>> BEGIN PAGE EXTRACT
While the claims deadline was previously set at November 7, 2022, at the request of the Parties at the Fairness Hearing, the Court extended this deadline to December 7, 2022.

3. Attorneys' Fees

The Court assesses Class Counsel's request for attorneys' fees below, see Section VIII.A, and finds it reasonable as applied to the net settlement fund. Thus, this factor comes out in favor of finding the settlement adequate.

The Lochridge objection's argument regarding attorneys' fees is that, because “the interests of [Fuel Economy Class Members] were compromised,” attorneys' fees above the twenty-five percent benchmark are not warranted. Lochridge Obj. at 12-13. Because the Court concludes that the interests of the Fuel Economy Class Members were not “compromised” by the inclusion of the Other Class Vehicle Class Members in the class, see supra Sections II, IV.A.4, the objection is thus overruled. Particularly because the Fuel Economy Class Members-the class members whose rights Lochridge seeks to vindicate-will receive, by some measures, close to all of the cost of the damages they might recover at trial, it is unreasonable to conclude that such a settlement is a poor result simply because other Class Members with perhaps weaker claims may recover under the Settlement as well.

4. Adequacy Objections

Two additional objectors, Nicholas Bugosh and Matthew Killen, argue that the settlement is inadequate, though for different reasons. Both are without merit.

Killen objects to the fairness of the formula devised by the parties, devising his own formula based on his own estimates of average consumer driving. Killen then suggests that a buyback option for affected consumers is the appropriate remedy because “[c]onsumers deserve the right to return the car to [Porsche] and their subsidiaries for a full refund.” Killen Obj.

Killen's objection is invalid because, while he owns a Fuel Economy Class Vehicle, he purchased his vehicle after the 96-month period compensated under the Settlement, and thus is not a member of the class. Settlement Agreement ¶ 2.28. Nevertheless, for completion's sake, the Court addresses Killen's objection on its merits.

Class Counsel argues that the Parties used much more detailed data to develop their settlement plan than Killen's estimates. Final Approval Reply at 10-11. In any case, Killen does not argue that his calculation should be implemented, but rather that a buyback option is required to make the settlement fair. Killen Obj. As Class Counsel points out, many settlements of similar claims have been approved without providing such an option-such as the Audi CO2 settlement in this MDL. See Audi CO2 Final Approval Order (dkt. 7244) at 1. Because a buyback option is simply not required for this settlement to be fair, reasonable, and adequate, Killen's objection is overruled.

Bugosh argues essentially the opposite: That the settlement should be rejected because he has performed his own testing on his two Porsche vehicles (only one of which is a Class Vehicle), and they have passed his own personalized emissions and fuel economy tests. He therefore argues that the Court should reject the settlement and “award[] $0.00 to the litigants because [the settlement] does not agree with [his] experience.” Bugosh Obj. Bugosh's objection, “an apparent non-substantive assessment of the frivolity of the action,” does not convince the Court that this settlement is not fair, reasonable and adequate, and is thus overruled. Ko v. Natura Pet Prods., Inc., 09-cv-2619, 2012 WL 3945541, at *6 (N.D. Cal. Sept. 10, 2012).
>> END PAGE EXTRACT
WHAT IS ASKED:
- a) Summarize the settlement ruling in two sentences.
- b) Proceed with the settlement ruling, picking up after its final sentence.
The material is separate from the settlement ruling.
>> BEGIN DATASET RECORDS
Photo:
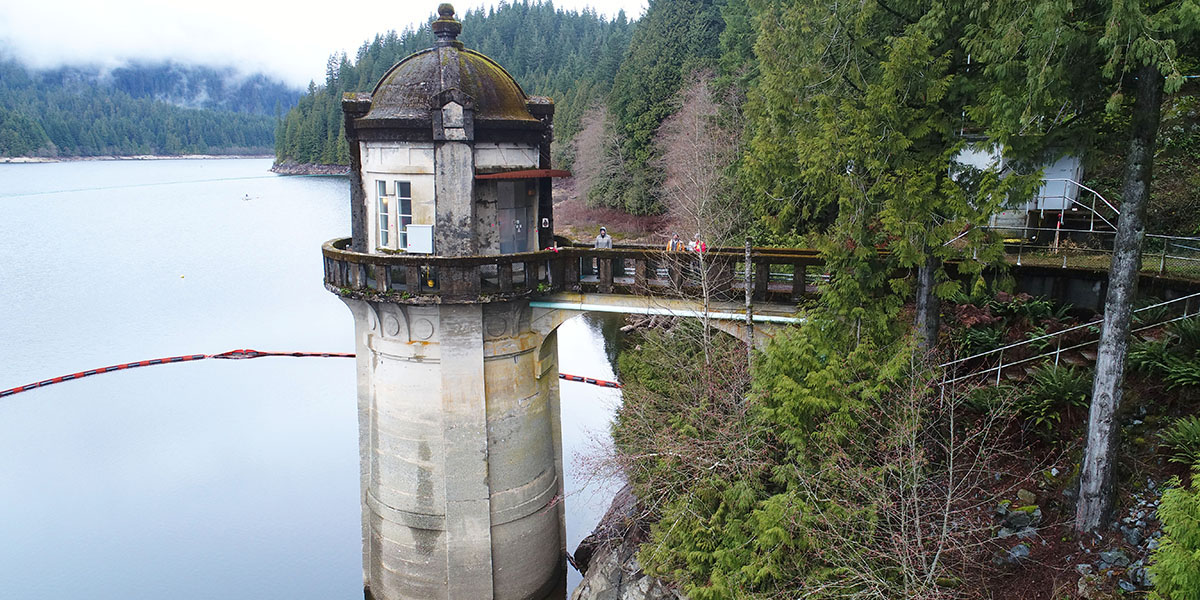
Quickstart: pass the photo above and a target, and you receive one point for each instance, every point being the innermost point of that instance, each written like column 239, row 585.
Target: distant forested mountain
column 165, row 109
column 570, row 57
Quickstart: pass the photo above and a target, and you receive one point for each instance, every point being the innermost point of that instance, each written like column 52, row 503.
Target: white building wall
column 397, row 161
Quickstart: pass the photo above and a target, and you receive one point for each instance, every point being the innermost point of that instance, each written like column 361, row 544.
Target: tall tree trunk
column 928, row 307
column 1096, row 478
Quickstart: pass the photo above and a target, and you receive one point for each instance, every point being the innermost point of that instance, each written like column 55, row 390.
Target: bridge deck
column 628, row 304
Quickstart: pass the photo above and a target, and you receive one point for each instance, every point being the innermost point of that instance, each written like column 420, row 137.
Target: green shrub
column 1180, row 372
column 1183, row 436
column 1150, row 357
column 989, row 399
column 1176, row 562
column 1144, row 316
column 1051, row 390
column 1187, row 335
column 979, row 340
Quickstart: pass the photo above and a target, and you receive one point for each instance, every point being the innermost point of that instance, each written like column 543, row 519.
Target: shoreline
column 40, row 160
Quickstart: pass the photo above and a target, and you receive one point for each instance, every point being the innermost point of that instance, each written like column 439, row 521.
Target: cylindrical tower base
column 461, row 451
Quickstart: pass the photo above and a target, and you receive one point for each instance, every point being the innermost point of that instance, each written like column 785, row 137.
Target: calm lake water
column 211, row 479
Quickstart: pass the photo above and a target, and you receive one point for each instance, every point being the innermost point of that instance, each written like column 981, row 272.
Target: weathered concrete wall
column 505, row 156
column 454, row 193
column 461, row 449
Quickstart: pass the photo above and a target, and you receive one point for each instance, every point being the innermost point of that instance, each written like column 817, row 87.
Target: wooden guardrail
column 779, row 274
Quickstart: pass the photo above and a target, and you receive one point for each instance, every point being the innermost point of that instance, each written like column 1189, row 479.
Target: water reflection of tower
column 459, row 429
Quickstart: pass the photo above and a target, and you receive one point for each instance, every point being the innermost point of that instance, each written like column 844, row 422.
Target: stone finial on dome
column 447, row 28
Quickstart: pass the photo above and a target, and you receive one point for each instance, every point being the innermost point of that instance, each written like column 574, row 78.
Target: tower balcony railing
column 777, row 274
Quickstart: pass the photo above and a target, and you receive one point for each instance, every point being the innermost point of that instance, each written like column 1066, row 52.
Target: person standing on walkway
column 676, row 244
column 604, row 240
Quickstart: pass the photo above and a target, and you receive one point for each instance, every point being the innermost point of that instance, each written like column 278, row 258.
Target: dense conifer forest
column 137, row 109
column 570, row 57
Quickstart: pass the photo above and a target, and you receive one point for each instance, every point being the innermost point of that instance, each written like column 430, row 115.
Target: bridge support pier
column 461, row 451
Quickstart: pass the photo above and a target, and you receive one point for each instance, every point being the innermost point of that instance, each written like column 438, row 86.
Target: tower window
column 384, row 214
column 403, row 210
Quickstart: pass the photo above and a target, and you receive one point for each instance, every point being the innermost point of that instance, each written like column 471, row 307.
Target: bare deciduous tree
column 697, row 144
column 597, row 151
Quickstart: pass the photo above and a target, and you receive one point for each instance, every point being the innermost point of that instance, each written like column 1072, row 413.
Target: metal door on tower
column 515, row 213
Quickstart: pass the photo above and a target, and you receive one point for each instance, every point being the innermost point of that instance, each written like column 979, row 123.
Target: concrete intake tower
column 457, row 382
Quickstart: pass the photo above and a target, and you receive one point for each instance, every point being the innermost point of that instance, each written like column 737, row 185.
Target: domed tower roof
column 424, row 82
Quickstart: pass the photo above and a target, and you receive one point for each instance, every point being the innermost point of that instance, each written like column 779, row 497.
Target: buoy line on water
column 241, row 353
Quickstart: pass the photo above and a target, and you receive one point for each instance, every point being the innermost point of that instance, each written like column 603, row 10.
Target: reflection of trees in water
column 609, row 327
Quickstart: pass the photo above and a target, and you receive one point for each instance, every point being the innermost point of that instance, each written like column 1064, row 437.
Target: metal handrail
column 1057, row 334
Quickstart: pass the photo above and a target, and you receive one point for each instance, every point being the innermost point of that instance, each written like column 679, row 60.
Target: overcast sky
column 291, row 40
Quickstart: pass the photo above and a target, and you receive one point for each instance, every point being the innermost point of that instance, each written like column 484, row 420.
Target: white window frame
column 403, row 219
column 383, row 215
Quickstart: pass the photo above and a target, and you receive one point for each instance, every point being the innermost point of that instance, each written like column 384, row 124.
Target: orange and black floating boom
column 241, row 353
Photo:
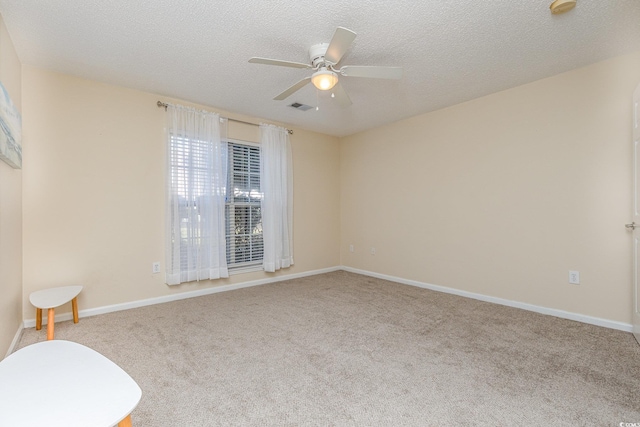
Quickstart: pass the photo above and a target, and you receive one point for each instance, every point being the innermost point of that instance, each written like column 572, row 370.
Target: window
column 242, row 211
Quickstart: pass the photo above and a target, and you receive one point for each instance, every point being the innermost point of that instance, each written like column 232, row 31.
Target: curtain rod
column 165, row 105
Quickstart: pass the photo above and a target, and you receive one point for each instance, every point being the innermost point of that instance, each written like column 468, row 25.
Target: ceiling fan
column 324, row 58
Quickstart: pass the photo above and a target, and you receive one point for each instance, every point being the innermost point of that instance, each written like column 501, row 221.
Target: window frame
column 248, row 266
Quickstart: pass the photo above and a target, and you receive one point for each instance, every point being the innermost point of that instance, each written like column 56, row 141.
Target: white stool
column 63, row 384
column 52, row 298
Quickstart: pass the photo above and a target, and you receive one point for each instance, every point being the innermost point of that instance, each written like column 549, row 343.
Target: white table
column 52, row 298
column 62, row 383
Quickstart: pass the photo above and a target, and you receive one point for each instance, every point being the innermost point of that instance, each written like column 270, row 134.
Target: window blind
column 243, row 211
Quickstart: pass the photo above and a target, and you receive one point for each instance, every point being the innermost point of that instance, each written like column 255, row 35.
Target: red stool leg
column 50, row 323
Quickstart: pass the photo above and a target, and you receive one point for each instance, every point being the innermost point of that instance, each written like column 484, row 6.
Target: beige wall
column 10, row 210
column 94, row 192
column 503, row 195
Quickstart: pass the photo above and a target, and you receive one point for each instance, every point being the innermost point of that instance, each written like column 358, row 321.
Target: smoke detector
column 562, row 6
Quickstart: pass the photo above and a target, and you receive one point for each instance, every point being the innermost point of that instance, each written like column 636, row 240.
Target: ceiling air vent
column 301, row 107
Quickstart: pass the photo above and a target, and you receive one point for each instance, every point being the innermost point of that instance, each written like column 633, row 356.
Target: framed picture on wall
column 10, row 131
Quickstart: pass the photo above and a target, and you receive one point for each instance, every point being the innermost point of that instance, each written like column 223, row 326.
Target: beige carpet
column 343, row 349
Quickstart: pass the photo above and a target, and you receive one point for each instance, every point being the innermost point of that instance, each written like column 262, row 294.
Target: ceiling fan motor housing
column 316, row 54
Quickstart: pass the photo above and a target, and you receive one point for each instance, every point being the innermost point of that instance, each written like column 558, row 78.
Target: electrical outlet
column 574, row 277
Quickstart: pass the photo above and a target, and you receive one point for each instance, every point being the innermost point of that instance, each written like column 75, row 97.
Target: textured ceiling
column 451, row 51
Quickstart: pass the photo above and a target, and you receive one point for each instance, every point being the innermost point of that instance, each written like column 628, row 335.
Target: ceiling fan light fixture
column 324, row 79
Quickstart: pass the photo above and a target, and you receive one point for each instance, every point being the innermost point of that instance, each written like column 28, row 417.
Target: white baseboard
column 16, row 339
column 31, row 323
column 530, row 307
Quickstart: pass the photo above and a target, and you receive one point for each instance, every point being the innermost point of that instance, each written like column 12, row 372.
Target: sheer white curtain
column 276, row 180
column 196, row 187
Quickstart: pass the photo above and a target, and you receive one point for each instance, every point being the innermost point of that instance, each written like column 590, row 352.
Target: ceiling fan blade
column 372, row 72
column 278, row 62
column 340, row 95
column 302, row 83
column 339, row 44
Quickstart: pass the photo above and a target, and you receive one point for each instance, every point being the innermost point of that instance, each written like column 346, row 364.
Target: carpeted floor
column 344, row 349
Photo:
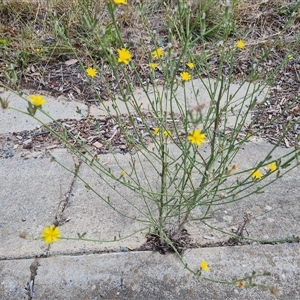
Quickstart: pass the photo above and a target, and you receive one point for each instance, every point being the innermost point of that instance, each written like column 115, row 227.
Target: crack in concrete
column 59, row 219
column 29, row 294
column 221, row 244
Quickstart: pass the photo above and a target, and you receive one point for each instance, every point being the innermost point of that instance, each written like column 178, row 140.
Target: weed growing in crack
column 186, row 135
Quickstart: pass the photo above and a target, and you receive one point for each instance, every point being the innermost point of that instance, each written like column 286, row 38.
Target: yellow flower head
column 51, row 234
column 117, row 2
column 124, row 56
column 156, row 131
column 185, row 76
column 272, row 166
column 256, row 174
column 158, row 53
column 203, row 265
column 190, row 65
column 37, row 100
column 153, row 66
column 167, row 133
column 91, row 72
column 240, row 44
column 234, row 167
column 196, row 137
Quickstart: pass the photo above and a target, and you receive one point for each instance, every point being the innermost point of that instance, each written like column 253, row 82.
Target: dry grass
column 26, row 26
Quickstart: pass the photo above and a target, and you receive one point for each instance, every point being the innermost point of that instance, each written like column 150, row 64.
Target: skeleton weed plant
column 183, row 162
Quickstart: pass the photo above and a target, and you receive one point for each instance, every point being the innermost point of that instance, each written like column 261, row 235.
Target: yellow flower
column 203, row 265
column 272, row 166
column 51, row 234
column 156, row 131
column 167, row 133
column 158, row 53
column 240, row 44
column 91, row 72
column 117, row 2
column 124, row 56
column 256, row 174
column 153, row 66
column 196, row 137
column 37, row 100
column 185, row 76
column 190, row 65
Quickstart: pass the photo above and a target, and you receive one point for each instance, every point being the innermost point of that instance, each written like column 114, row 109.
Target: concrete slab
column 57, row 108
column 146, row 275
column 29, row 197
column 88, row 213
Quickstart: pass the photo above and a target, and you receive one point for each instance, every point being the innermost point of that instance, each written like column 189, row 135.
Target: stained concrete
column 31, row 193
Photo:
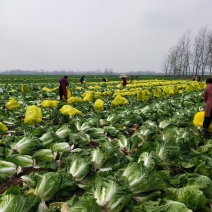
>> END DATASET RECORDS
ANSWER SET:
- a) The court finds Class Counsel's request for attorneys' fees reasonable as applied to the net settlement fund. It overrules the Lochridge objection because the Fuel Economy Class Members' interests were not compromised, and it rejects the adequacy objections from Matthew Killen, who is not a class member and whose proposed buyback option is not required, and from Nicholas Bugosh, whose personal tests on his vehicles do not make the settlement unfair.

- b)
D. Equitable Treatment of Class Members

The Class Members are treated equitably here because their cash payments are tied to the Plaintiffs' testing, and thus roughly correspond to the strength of their claims and the likelihood of damages at trial. For owners of Fuel Economy Class vehicles, for which testing showed a clear discrepancy between tested fuel economy and the fuel economy on the vehicle's Monroney label, class members will receive the most compensation of the three groups: between $250 to $1,109.66. Settlement Agreement at 3; Ex. 3. For Sport+ vehicles, for which testing indicated that they exceeded emissions standards while in Sport+ mode, class members will receive $250 and a software update to fix the issue. Id. at 3; id. ¶¶ 2.50; 4.3. And for Other Class Vehicles, which were conceivably impacted but for which testing did not identify fuel economy deviation, class members will receive up to $200. Id. at 3; id. ¶ 4.2.

Because these different recovery amounts “stem mostly from differences in the damages suffered . . . rather than any improper favoring of one group of Class Members over another,” this factor is also satisfied. In re Hyundai & Kia Fuel Econ. Litig., 13-md-2424, 2014 WL 12603199, at *2 (C.D. Cal. Aug. 21, 2014), vacated and remanded, 881 F.3d 679 (9th Cir. 2018), aff'd on reh'g en banc, 926 F.3d 539 (9th Cir. 2019).

E. Remaining Ninth Circuit Factors

The majority of the Ninth Circuit factors have been addressed by consideration of the 23(e)(2) factors. However, two remain to be considered: the endorsement of experienced counsel and the reaction of the class. Hanlon, 150 F.3d at 1026.

An additional factor applies if a government participant is present. Hanlon, 150 F.3d at 1026. While there is no government participant here, Class Counsel does point out that EPA and CARB “reviewed the fuel economy calculations underpinning the Settlement's compensation formula for Fuel Economy recovery.” Preliminary Approval Mot. at 21.

1. Endorsement of Experienced Counsel

Class Counsel, of course, believes the settlement is an “excellent outcome for all Class members.” Final Approval Mot. at 22. Because the Court has already confirmed that Class Counsel is experienced, having served as Lead Counsel in this MDL since 2016, see dkt. 1084, this factor favors final approval.

2. Reaction of the Class

Following an extensive notice program, only twenty-seven opt-outs were received (eleven valid) and three objections (two valid), a tiny percentage of the overall class. Second Keough Decl. (dkt. 8069-1) ¶¶ 14-15. Additionally, the claims process has been unusually successful-as of October 20, 122,467 claim forms have been submitted, covering 22% of the estimated eligible Class vehicles. Third Keough Decl. ¶ 6. This percentage rises to 24% when the Sport+ Class vehicles that have already received a software update (thus guaranteeing their owners a $250 payment without submission of a claim form) are included. Id. This reaction strongly favors approval of the settlement.

Thus, the Court finds that the settlement is fair, reasonable, and adequate under the 23(e)(2) and Ninth Circuit factors.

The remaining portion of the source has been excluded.